*Task details*: Reproduce the records below verbatim, leaving out the pictures.

Entries for pointing at named objects:

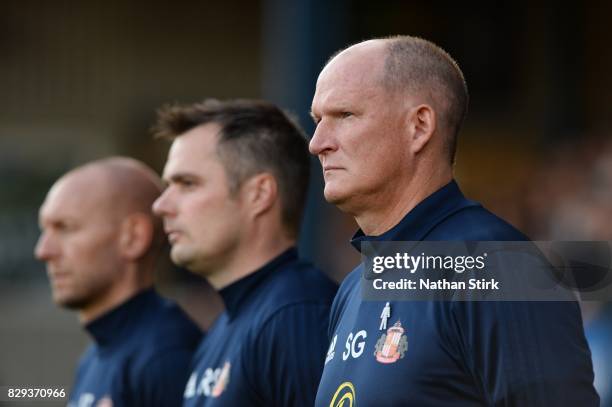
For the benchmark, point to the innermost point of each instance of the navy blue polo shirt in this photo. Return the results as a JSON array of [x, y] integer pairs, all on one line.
[[268, 347], [140, 356], [441, 353]]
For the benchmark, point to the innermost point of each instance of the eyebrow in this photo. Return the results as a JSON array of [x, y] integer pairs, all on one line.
[[313, 116], [180, 177]]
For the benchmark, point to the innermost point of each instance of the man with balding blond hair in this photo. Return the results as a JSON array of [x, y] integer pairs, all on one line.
[[388, 112], [101, 243]]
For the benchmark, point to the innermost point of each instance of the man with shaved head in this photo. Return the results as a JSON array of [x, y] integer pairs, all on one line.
[[388, 113], [101, 244]]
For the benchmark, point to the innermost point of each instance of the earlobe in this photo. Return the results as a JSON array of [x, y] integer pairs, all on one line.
[[423, 127], [136, 236], [261, 193]]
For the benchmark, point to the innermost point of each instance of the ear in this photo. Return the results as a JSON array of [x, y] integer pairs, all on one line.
[[422, 125], [259, 192], [136, 236]]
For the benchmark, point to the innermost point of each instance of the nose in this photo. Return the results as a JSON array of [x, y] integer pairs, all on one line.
[[163, 205], [321, 141], [46, 248]]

*Response to this task*:
For the benchmark, point to the innermost point of each instance of the navy blue polo shirt in this photo. Return the results as a JSON array of [x, y] integer pairs, all on one line.
[[268, 347], [140, 356], [441, 353]]
For the benchmark, point to the innermost point of each instance of the eyebrow in this photo. Return the results as a JSON array of [x, y] integer pairs, all on one line.
[[313, 116], [180, 177]]
For the benchmark, point to the innermost point of each instance of the man with balding blond hair in this photo. Return the results as a JSON array of [x, y] integer pairs, all on one line.
[[388, 112], [101, 243]]
For the benchmark, point to the innermost point of each instance of the man with shaved head in this photo. Return the results as a JSON array of [x, y] integer pairs, all on one line.
[[388, 113], [101, 244]]
For the benchmark, point to the innermost point of each instance of the earlobe in this photo. Return the results as a JSON array of [x, y] integer pairs, all on one line.
[[423, 127], [136, 236], [261, 193]]
For the benchmark, point to the innermost point of each instance of the ear in this photo. Return the results as a JSON array of [x, y] integer pairs, all on one line.
[[422, 125], [259, 192], [136, 236]]
For the benchmark, point to the innermost point of each instance of the nose in this photo. Return the results as a JSON array of [x, y] integer pairs, all on one line.
[[163, 205], [321, 141], [46, 248]]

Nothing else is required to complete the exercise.